* Text segment *
#####
Yes, so the next milestones I'm looking for is -- we're getting ready, we're preparing for the pack season, which is a critical part of delivering the plan on fruit. And so we have some operational and supply chain efficiency program that we're executing. We're measuring the results on a weekly basis, and we've got full support of the broader team. The next step is the capital investment we're making in the business. It's really a two-step program. In year 1, the 2019 plan, it's about downstream packaging efficiencies. So bringing in automation and things like [indiscernible], et cetera. That's going to enable us to reduce or eliminate a lot of our manual labor that's in the plants. That will be stepped up in 2020 as we look to drive even greater efficiency, improving and expanding our IQF tunnels, optimal sorting. I mean, really bringing in higher level of automation in these fruit plants, which they so desperately need. That's all kind of what I would call step 2. Step 3 is about innovation. We are an extremely innovative company, we've got very strong R&D teams. We've proven it in Beverage and Snacks that we can not only develop great innovation, but bring it to market and bring it to our customers. And we are working on some very exciting programs on the fruit side to do that as well. So as you think about fruit margin optimization, about 70% of that is optimizing in our cost base. The other 30% is improving customer and product mix and bring innovation to the market. And so it's really a holistic plan that's going to help us achieve the margins that we expect to deliver on this business on a go-forward basis.

Jon Andersen

Analyst · Jon Andersen with William Blair

Okay. And you referred a little bit to the slow start to the, I think, in Mexico the frozen berry season. Is that -- to what extent is that a risk factor from a cost or a supply perspective as you think about your kind of 2019 tax plan? Because I think this is a time of the year where you're usually taking in a lot of berries from Mexican farmers. So if you could kind of dimensionalize whether that's a -- is that a small concern? Is that something that could set you back in terms of some of your productivity or profitability objectives in fruit this year?

Michael Buick

Management

Sure. So in a typical season, right now, we would be bringing in quite a bit of strawberries from Central Mexico. We would just be starting Baja California and then moving up to coast. In Mexico, we're delayed, call it, 6 weeks in terms of those strawberries that are coming in. Central Mexico had an extremely cold and wet early season, which has impacted the entire market. And so in terms of the pacing, which we're receiving the strawberry and the cost, there are some headwinds that we are very actively addressing. They are important headwinds. They will not derail the overall margin improvement plan. We have some mitigation steps already in place. The good news is that even in the last week or two, the amount of strawberries that are coming into our Central Mexico facility has increased substantially. And so we're behind. Though, we're making that up very quickly. And we don't expect it to -- ultimately, once we execute our mitigation plan, we think we'll be able to minimize the impact to our P&L delivery.

Jon Andersen

Analyst · Jon Andersen with William Blair

Is pricing part of that? Do you have the ability to price? Are there...

Michael Buick

Management

It's absolutely -- pricing is one of the things that we're working through. And then we've started to have those conversations with customers. Customers are aware of the weather conditions of Central Mexico is impacting Baja California. Even California has seen some colder and wetter weather. And so kind of going back to the strong relationships we have with our customers, we're now in a position where we have those strategic conversations. And really, in a partnership fashion, figure out what's the best way to address it to deliver both of our objectives.
#####
* Records supplied *
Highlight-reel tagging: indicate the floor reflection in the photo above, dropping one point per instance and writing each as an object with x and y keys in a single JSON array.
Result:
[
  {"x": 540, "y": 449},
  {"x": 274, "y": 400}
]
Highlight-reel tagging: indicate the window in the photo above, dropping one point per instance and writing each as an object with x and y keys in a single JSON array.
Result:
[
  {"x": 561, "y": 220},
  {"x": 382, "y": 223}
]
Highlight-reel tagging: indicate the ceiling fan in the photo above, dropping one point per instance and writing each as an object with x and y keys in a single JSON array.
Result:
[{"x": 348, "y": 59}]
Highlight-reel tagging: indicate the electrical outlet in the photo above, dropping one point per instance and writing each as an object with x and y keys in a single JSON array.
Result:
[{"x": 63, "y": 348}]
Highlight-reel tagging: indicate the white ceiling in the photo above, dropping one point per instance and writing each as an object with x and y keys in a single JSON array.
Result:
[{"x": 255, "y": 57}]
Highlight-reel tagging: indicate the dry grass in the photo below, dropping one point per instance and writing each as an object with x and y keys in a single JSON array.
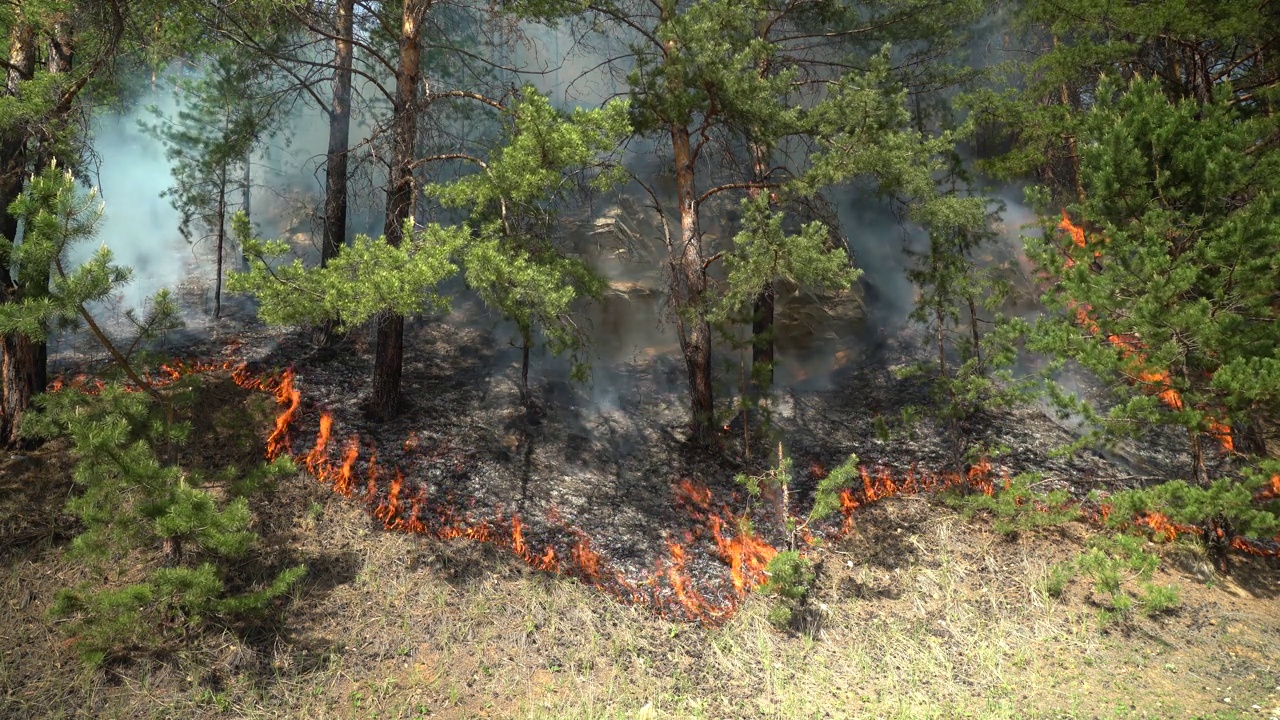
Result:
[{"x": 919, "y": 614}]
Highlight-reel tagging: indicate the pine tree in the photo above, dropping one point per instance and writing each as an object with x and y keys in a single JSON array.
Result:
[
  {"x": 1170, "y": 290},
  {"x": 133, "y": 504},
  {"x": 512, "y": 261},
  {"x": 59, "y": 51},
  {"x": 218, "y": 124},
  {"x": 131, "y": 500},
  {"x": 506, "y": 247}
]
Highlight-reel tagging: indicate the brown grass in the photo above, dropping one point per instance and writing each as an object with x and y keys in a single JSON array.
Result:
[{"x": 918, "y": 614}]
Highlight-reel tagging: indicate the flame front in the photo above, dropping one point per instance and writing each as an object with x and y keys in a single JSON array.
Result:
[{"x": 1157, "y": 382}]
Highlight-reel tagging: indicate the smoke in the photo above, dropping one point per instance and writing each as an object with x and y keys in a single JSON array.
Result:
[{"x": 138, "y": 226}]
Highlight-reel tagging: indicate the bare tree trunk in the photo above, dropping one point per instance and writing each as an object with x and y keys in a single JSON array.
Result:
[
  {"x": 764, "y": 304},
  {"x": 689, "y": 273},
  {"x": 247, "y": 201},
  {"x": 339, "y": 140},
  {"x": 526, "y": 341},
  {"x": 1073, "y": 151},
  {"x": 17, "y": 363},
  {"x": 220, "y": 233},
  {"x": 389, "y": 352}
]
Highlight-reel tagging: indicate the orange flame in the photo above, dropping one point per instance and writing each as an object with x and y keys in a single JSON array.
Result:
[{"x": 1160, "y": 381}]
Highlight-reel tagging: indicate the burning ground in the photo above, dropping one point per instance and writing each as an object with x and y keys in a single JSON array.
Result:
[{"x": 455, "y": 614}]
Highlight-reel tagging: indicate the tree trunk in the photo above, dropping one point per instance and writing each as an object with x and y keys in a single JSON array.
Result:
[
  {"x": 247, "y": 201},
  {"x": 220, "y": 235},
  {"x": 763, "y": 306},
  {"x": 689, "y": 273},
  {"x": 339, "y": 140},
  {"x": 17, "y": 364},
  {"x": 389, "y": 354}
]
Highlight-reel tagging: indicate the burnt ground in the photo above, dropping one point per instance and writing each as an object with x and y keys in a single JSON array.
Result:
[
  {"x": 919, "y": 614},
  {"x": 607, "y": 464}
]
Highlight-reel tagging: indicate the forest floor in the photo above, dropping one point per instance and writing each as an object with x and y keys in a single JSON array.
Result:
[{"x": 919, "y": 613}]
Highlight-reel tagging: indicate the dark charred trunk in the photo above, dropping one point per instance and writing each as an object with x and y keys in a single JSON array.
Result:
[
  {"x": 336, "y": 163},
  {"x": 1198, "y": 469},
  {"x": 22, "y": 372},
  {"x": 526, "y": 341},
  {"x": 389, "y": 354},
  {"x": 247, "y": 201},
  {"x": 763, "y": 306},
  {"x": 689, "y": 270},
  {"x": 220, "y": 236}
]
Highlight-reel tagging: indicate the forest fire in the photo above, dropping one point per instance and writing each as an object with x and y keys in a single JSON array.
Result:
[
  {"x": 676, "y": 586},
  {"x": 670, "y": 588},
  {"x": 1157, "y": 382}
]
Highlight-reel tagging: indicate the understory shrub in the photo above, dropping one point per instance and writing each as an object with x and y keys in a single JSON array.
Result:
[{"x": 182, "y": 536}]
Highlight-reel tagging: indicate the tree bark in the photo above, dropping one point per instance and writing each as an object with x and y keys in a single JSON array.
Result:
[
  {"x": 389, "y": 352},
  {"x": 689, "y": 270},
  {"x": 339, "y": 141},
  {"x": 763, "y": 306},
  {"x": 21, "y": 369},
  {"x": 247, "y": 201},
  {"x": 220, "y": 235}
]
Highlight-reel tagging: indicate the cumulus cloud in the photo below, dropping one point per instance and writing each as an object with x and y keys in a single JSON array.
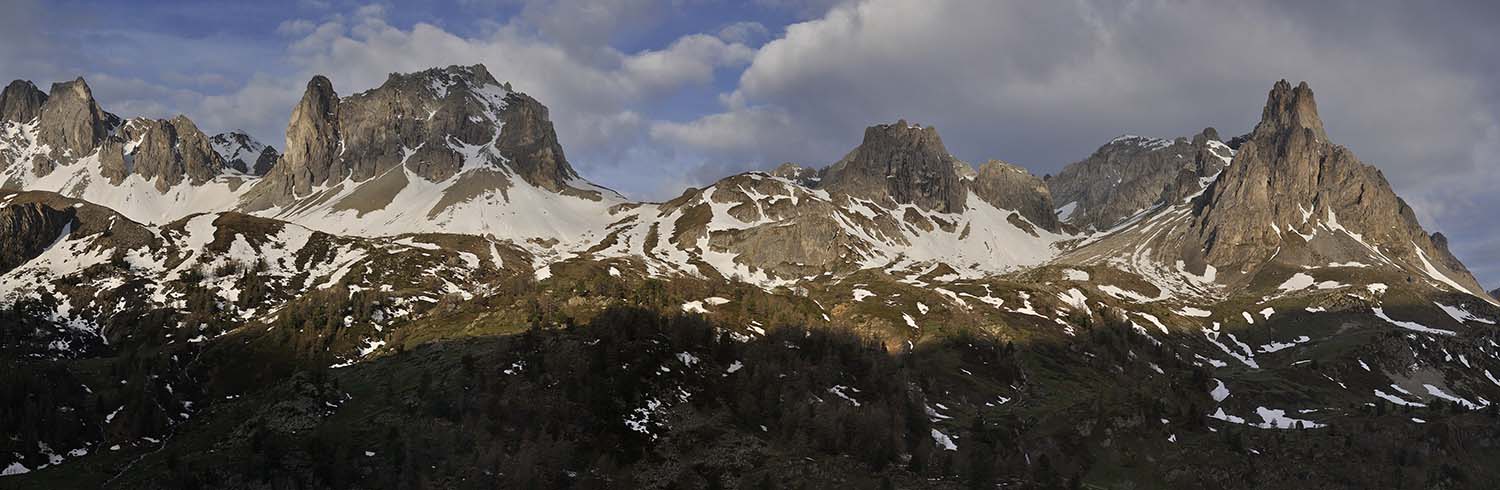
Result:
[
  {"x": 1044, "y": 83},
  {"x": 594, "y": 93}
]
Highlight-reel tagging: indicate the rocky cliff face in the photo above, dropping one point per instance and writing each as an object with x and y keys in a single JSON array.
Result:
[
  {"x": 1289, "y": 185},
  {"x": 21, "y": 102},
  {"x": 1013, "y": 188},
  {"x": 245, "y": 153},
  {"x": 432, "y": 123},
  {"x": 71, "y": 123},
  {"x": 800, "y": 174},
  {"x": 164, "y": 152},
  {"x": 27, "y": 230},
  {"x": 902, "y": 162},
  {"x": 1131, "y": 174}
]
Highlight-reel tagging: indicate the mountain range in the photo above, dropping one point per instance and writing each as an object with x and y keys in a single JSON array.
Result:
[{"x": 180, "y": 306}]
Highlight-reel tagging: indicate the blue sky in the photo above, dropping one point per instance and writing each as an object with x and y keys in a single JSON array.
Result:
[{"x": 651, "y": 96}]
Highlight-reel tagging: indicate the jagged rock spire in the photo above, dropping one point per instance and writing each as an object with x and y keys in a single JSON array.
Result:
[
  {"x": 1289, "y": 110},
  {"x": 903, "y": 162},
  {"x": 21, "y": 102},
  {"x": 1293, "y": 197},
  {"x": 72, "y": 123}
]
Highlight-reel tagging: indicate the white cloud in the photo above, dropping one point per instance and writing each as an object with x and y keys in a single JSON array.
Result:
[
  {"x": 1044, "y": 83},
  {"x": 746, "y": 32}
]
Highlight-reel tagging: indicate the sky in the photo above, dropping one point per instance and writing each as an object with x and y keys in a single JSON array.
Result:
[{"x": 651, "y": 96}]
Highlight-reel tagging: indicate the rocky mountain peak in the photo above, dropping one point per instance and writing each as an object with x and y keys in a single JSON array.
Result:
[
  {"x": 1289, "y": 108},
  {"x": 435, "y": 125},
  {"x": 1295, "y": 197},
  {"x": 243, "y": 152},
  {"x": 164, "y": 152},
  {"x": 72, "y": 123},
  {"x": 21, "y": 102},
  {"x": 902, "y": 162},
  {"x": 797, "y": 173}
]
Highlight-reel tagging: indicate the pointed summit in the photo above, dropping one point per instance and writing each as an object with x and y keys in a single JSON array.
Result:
#####
* Exercise requirements *
- a) Summarize the call transcript in two sentences.
- b) Return the passage of the call transcript from "Okay. And you" up to and including "fruit this year?".

* Results for each task *
- a) Management described a plan to improve fruit margins through operational and supply chain efficiency, capital investment in automation in 2019 and 2020, and innovation, with about 70% of the gain coming from optimizing the cost base and 30% from better customer and product mix and new products. A cold, wet early season has delayed Central Mexico's strawberries by about 6 weeks, but management said mitigation steps, including pricing talks with customers, are in place and the headwinds will not derail the overall margin improvement plan.

- b)
Okay. And you referred a little bit to the slow start to the, I think, in Mexico the frozen berry season. Is that -- to what extent is that a risk factor from a cost or a supply perspective as you think about your kind of 2019 tax plan? Because I think this is a time of the year where you're usually taking in a lot of berries from Mexican farmers. So if you could kind of dimensionalize whether that's a -- is that a small concern? Is that something that could set you back in terms of some of your productivity or profitability objectives in fruit this year?